# Task description
For the entries below, say how many lines include the word "exercise" and add nothing else.

--- Data for analysis Enclosed Below ---

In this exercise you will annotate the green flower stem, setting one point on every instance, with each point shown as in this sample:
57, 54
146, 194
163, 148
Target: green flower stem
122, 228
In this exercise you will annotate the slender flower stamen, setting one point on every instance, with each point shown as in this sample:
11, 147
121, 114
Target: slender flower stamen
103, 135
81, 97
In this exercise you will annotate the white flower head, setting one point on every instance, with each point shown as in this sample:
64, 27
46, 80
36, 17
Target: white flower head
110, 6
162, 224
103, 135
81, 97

--- End of Enclosed Data for analysis ---

# Your solution
3